Data extract Block Start

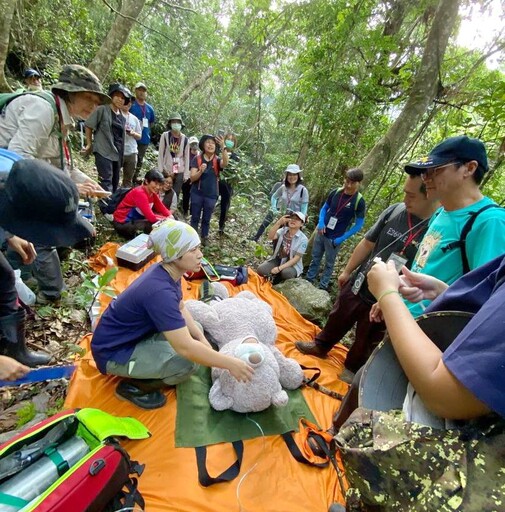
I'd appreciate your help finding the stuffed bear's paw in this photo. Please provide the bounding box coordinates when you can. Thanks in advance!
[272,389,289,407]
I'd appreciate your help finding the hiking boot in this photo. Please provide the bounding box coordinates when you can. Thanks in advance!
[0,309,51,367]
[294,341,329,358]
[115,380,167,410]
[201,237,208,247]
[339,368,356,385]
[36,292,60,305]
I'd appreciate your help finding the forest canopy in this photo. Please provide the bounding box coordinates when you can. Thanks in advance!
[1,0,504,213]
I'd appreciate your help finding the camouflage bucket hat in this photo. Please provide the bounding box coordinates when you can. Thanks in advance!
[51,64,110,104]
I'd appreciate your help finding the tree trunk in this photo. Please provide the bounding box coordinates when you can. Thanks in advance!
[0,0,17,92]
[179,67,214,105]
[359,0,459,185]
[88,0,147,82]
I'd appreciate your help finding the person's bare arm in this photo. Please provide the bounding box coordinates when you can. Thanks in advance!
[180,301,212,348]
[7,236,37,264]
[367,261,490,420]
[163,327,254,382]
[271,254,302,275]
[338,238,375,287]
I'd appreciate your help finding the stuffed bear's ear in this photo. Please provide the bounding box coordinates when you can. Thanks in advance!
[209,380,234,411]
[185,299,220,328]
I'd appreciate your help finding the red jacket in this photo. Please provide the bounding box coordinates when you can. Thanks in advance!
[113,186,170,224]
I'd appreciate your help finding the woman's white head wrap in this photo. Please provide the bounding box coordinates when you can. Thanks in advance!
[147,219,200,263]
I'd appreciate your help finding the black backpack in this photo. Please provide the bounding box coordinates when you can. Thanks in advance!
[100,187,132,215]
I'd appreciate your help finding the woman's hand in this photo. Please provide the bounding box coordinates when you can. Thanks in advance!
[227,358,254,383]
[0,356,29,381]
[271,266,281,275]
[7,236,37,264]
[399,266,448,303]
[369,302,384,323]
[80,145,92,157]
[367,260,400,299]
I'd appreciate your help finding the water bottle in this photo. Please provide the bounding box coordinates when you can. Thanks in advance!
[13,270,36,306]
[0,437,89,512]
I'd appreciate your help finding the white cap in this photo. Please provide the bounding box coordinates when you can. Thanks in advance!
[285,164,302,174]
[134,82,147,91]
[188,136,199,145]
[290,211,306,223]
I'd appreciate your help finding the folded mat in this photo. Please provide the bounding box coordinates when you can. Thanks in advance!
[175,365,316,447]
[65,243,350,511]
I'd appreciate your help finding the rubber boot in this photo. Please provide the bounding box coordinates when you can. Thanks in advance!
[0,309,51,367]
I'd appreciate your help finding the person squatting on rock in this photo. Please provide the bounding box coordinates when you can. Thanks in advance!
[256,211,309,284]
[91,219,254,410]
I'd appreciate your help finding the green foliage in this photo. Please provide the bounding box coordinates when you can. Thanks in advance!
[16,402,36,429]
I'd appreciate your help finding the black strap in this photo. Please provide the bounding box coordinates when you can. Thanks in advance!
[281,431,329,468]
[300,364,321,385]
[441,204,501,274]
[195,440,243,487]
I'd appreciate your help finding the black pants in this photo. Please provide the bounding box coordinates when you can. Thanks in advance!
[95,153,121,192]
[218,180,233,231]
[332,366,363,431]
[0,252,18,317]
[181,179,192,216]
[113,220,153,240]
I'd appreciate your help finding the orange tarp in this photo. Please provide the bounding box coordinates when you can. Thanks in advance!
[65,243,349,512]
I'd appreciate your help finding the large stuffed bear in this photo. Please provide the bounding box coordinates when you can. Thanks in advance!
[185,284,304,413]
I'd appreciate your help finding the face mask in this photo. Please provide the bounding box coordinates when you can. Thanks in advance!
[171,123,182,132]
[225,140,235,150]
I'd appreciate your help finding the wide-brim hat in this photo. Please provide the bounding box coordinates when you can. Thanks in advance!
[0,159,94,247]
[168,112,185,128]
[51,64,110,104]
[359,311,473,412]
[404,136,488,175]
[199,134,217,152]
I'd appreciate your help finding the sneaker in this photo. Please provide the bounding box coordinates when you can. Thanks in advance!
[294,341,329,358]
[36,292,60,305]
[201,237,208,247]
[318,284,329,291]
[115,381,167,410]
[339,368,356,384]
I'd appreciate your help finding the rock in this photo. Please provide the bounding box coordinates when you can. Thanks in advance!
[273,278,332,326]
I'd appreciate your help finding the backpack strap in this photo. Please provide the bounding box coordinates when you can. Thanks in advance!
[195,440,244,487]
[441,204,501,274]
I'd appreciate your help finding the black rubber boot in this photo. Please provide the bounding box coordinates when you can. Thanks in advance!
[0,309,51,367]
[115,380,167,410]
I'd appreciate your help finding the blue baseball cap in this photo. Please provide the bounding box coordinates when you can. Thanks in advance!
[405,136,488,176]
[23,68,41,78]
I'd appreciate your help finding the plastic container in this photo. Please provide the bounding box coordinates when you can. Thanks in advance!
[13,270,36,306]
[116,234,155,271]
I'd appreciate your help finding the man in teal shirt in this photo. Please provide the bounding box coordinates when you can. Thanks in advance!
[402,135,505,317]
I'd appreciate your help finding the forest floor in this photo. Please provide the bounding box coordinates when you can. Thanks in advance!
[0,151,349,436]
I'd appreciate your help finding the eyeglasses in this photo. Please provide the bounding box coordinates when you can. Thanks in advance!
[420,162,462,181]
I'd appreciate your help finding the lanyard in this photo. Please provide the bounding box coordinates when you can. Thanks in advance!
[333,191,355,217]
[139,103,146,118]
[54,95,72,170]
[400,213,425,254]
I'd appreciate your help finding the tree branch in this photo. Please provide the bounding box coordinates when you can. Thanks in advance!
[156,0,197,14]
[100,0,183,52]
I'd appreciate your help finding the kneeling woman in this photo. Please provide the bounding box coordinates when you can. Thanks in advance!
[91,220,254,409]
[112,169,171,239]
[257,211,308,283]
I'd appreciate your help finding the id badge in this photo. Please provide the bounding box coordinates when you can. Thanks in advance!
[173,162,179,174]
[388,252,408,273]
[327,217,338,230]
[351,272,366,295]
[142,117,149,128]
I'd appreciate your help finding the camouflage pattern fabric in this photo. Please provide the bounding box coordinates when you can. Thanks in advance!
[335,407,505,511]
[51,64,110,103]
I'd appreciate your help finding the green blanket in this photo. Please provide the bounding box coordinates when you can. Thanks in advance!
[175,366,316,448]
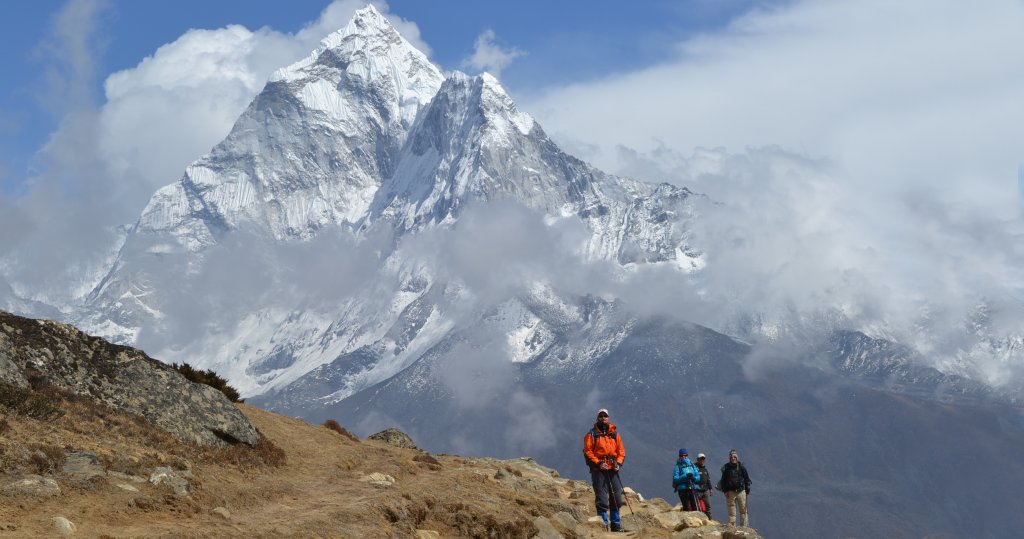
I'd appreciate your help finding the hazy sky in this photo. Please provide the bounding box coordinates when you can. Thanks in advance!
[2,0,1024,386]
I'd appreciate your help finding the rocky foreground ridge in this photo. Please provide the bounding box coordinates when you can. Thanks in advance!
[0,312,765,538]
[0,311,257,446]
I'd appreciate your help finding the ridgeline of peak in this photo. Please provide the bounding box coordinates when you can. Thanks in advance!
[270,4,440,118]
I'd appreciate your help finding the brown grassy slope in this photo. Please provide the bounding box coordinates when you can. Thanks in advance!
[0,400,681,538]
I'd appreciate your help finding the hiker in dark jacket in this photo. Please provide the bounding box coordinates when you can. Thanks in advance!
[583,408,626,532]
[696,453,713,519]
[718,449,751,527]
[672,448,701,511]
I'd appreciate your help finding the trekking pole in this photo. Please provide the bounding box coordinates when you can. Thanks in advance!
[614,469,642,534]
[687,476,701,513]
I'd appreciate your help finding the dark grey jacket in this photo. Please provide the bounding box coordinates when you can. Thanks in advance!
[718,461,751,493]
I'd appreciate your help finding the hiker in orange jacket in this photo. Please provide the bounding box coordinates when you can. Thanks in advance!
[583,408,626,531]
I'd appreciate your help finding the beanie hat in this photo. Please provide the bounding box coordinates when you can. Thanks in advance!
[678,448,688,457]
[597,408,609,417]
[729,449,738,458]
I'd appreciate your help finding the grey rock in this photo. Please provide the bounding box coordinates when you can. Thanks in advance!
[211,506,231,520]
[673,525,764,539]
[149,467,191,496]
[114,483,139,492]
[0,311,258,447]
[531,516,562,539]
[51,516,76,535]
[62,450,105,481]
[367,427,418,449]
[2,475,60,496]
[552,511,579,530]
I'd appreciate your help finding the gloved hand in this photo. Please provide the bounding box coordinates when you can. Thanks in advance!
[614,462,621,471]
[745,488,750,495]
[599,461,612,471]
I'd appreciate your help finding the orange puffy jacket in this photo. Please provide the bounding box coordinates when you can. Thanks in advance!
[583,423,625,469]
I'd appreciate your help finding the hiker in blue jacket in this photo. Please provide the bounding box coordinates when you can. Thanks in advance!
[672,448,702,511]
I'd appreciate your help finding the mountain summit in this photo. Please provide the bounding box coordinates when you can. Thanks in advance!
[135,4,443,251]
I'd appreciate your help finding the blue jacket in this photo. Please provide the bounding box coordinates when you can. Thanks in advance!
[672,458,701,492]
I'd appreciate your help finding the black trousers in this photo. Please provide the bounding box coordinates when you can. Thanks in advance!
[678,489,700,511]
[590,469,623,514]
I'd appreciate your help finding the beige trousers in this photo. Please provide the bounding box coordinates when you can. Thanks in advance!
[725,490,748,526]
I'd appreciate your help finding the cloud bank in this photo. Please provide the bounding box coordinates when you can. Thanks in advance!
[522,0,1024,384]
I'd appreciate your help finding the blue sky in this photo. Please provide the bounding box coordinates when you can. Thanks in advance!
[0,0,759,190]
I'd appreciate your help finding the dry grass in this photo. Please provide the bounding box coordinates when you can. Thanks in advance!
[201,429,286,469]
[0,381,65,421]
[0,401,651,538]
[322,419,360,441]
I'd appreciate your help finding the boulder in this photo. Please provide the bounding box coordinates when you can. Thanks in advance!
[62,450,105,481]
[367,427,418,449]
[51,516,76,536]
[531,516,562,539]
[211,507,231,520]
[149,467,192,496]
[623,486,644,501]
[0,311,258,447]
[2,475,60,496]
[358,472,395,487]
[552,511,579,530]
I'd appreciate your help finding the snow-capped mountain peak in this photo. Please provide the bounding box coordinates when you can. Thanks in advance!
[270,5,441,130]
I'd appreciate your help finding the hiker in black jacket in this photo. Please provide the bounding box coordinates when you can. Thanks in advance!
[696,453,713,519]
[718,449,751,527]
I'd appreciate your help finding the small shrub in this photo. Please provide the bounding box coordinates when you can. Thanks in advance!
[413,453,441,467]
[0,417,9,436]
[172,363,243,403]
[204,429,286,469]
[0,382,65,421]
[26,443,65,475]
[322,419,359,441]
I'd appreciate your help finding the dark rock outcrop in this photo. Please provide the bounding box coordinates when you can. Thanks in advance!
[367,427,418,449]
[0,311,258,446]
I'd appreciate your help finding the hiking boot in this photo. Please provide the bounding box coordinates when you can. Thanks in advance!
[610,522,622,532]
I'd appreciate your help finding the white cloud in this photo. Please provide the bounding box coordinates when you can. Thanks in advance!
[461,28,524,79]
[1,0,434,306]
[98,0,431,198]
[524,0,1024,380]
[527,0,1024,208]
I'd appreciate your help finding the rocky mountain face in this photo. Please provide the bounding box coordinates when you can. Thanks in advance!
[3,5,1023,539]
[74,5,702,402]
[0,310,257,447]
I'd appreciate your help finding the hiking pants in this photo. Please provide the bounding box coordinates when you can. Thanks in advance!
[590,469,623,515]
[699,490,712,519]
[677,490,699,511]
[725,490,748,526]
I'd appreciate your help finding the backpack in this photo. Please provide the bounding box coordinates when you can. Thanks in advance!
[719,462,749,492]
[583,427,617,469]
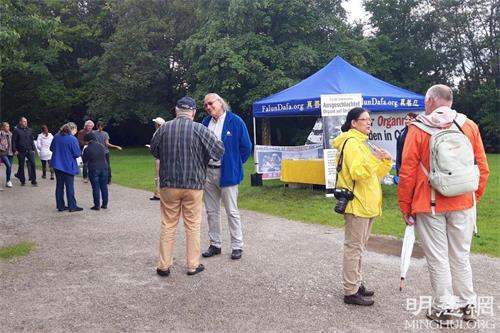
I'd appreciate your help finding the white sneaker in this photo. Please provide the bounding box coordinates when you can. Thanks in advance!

Data extract Block End

=== The task ===
Transcribe exactly, and without any pictures, each line from the one that holds "I'd appreciate your help finding the backpack in" through the final line of the material above.

=== Completed exercise ===
I'd appreciate your help finding the backpack in this photo. Please provide the bounding box coordinates when you can. Thanks in advance!
[719,462,749,492]
[583,427,617,469]
I'd appreciate your help finding the white sneaker in this photo. Please provide the bounding box coordinates when you can. Thanks in advance!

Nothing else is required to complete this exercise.